About this task
Begin at the top of the listing below. Write each line out exactly, ending with the line that holds "Target: beach hut".

Given information
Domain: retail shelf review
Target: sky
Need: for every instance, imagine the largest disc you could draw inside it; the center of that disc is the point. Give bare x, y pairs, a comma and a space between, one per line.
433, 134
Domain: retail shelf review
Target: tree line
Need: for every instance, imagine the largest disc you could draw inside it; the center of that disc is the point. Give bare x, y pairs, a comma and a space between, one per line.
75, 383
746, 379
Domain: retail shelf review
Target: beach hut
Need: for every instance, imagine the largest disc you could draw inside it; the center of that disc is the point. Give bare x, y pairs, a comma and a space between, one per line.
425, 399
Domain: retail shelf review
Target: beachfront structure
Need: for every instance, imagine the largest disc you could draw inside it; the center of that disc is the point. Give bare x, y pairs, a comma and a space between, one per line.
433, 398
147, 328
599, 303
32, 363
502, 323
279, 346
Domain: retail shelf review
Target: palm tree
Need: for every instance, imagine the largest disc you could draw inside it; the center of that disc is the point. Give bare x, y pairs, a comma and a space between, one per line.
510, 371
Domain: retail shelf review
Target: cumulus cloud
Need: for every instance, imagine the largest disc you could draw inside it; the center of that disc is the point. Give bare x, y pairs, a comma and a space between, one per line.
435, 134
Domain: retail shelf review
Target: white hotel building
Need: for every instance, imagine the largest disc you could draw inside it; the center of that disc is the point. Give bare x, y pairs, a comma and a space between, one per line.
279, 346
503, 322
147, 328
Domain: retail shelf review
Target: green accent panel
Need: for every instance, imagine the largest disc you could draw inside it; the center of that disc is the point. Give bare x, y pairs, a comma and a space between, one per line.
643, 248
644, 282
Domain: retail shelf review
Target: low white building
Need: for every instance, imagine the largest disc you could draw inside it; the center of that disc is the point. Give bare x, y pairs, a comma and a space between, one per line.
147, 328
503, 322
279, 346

Solution to this task
Domain: retail shelf review
Target: sky
Need: for every instance, imagine the largest disc you could draw inside it; the center of that disc is the point. Give bare x, y pairs, a comma and a space between, one per line.
433, 134
Domain: retail shelf review
Target: tree line
Need: for every instance, imagine the largest disc you could draw inside it; the center of that disc is the point. Give bare x, y pairs, a comma and a space between, one per line.
75, 383
746, 379
Domain: retail shelf review
Target: beach hut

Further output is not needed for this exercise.